** INSTRUCTIONS TO FOLLOW **
All of the data should be copied exactly, with the pictures left out.

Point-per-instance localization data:
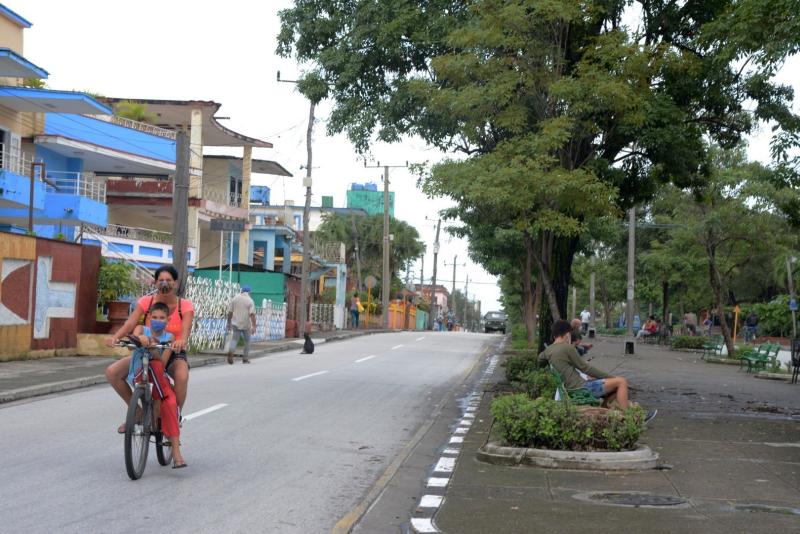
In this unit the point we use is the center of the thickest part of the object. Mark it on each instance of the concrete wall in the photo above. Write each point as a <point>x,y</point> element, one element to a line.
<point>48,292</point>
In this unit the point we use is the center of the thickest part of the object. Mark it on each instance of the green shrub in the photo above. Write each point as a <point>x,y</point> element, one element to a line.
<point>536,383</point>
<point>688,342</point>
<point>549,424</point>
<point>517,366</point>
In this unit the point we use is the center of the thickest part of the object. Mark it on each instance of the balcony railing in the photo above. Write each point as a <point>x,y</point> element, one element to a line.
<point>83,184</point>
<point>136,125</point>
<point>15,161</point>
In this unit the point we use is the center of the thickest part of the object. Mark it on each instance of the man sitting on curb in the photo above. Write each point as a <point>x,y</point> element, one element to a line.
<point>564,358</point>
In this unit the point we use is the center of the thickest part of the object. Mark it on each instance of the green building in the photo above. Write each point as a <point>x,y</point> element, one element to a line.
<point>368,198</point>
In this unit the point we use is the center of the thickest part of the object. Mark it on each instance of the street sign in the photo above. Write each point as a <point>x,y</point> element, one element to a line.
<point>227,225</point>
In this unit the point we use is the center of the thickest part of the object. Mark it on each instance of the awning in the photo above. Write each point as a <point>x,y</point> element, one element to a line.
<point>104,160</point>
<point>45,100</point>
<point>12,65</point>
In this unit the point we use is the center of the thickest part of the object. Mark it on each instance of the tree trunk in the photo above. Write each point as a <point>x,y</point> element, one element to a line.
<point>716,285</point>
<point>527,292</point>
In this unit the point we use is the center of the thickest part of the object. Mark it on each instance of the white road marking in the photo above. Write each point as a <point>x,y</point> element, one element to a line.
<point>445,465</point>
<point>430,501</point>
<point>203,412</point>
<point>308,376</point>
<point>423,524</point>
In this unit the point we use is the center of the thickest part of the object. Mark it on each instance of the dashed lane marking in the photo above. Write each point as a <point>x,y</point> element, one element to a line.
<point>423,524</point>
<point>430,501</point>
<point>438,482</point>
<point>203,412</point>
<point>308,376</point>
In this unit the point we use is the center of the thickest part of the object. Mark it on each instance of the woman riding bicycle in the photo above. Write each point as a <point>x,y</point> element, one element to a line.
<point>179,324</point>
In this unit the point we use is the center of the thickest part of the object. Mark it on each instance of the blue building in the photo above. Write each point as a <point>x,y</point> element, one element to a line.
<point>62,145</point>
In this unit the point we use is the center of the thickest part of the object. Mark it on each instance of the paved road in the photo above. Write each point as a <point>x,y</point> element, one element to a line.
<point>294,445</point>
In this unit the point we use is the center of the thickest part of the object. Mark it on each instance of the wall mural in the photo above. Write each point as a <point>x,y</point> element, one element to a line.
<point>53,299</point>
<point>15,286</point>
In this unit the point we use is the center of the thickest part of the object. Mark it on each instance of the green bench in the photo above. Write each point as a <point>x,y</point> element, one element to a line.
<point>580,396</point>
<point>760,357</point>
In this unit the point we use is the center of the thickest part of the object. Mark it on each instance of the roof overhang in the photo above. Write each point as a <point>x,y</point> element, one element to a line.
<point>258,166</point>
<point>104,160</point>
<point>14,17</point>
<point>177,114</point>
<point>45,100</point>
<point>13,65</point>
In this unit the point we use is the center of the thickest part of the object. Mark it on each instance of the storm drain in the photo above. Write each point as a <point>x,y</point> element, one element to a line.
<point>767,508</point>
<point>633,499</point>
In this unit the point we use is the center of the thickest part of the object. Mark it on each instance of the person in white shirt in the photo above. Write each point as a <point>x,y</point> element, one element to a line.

** RESULT OF THIS EXERCISE **
In this unit the point we use is the center of the thickest part of the object. Mark it on each instance of the concrete wall in the photo above. Write each point as a <point>x,y</point> element, one element to a line.
<point>48,292</point>
In this unit the point we use is the center of the thickest part of the object. Mark it on each instance of the green shrub in the photo above. Write each point as a <point>x,y</point> element, one element to a line.
<point>536,383</point>
<point>688,342</point>
<point>549,424</point>
<point>517,366</point>
In this unit the point we use is the center of the thickest part of the object. Mark it on each instance of the balcony railing in the photo above. Write each point as a <point>x,y</point> element, one element to a line.
<point>83,184</point>
<point>136,125</point>
<point>15,161</point>
In this unit the point we use is the center of the thickest part of the object. Mark it on each instance of the man sitting on curb in the photo above. Write each point as a <point>x,y</point> element, one element to a line.
<point>564,358</point>
In this unit the point we use is the center of the thickest part of the object. Mark it on each instance of the green building in the photo above. Write each point as a <point>x,y</point> element, one element to a line.
<point>368,198</point>
In this unit the point we use is the center of the thickest part of the object. Mark it on each instance of the street sign in the photo above. Write each point as a <point>x,y</point> element, one element to a line.
<point>227,225</point>
In this unit the point we use is the center of the thickest part of the object. Mark it on each instance of the awning in the photo above. Write each point as a <point>x,y</point> element, one element to a line.
<point>104,160</point>
<point>45,100</point>
<point>12,65</point>
In this unit the point we use is the center of the thickest part of the object. Mark it on each instance of the tree trunk in the photo above. Write each point as a <point>x,y</point> element, one element to a line.
<point>716,285</point>
<point>527,292</point>
In this unit the point we use is the center of the thickest part of the object. Mark it on each instance of the white road marking in the photo above. Write each point as a <point>x,y</point> element, one element to a line.
<point>445,465</point>
<point>430,501</point>
<point>203,412</point>
<point>308,376</point>
<point>423,524</point>
In this unit the point we use is the center of the thickest part of the object. Mark it on each instance of the dashed lane marking in the photo above. Write each point as a <point>x,y</point> element, one element to a line.
<point>423,524</point>
<point>430,501</point>
<point>438,482</point>
<point>203,412</point>
<point>308,376</point>
In this unit the point we use is the center of the thickest part of the object. Mark it on each instance of the woman riding bicycle in the photo above. Write each point as a <point>x,y</point> element, one element to a line.
<point>179,324</point>
In this unit the point we use is the center of the thickest part of the object. Mark it on each instance of the blue building in the photo above. Write each point as a <point>x,y</point> element, one element to a line.
<point>62,145</point>
In this unit the point we use is the center of the thickest part of the object. Mark it on each instance of the paved road in the photo above. Write each point as a <point>x,y</point> element, one element to a line.
<point>294,445</point>
In this unit the point we use is the center of the thickest part of the object. Mark it on each instance of the wall mural in the photo above. Write each point as a <point>x,y</point> element, one element to a line.
<point>53,299</point>
<point>15,286</point>
In this unit the point we use is the center of the thickest part of the object. Mark it on each instance of the green bench in the photo above. Write each point as a <point>x,y</point> element, one element to a line.
<point>580,396</point>
<point>760,357</point>
In this unit the point we use is the center of the thickest part of the object. Mark it on each instance of the roof overhang in the photo above. Write each point as a <point>x,y</point> element, one element to a line.
<point>258,166</point>
<point>104,160</point>
<point>14,17</point>
<point>177,114</point>
<point>45,100</point>
<point>13,65</point>
In this unit the point we use is the center of the thickest part of the object. Mark it on each instance of the storm drain in the photo above. Write each point as a <point>x,y</point> element, one element to a line.
<point>767,508</point>
<point>633,499</point>
In this unit the point we use is the center of the thickest part of the object. Mark it on each instance of the person in white shirt in the photo above. Write each point as a <point>x,y</point> element, one element to a line.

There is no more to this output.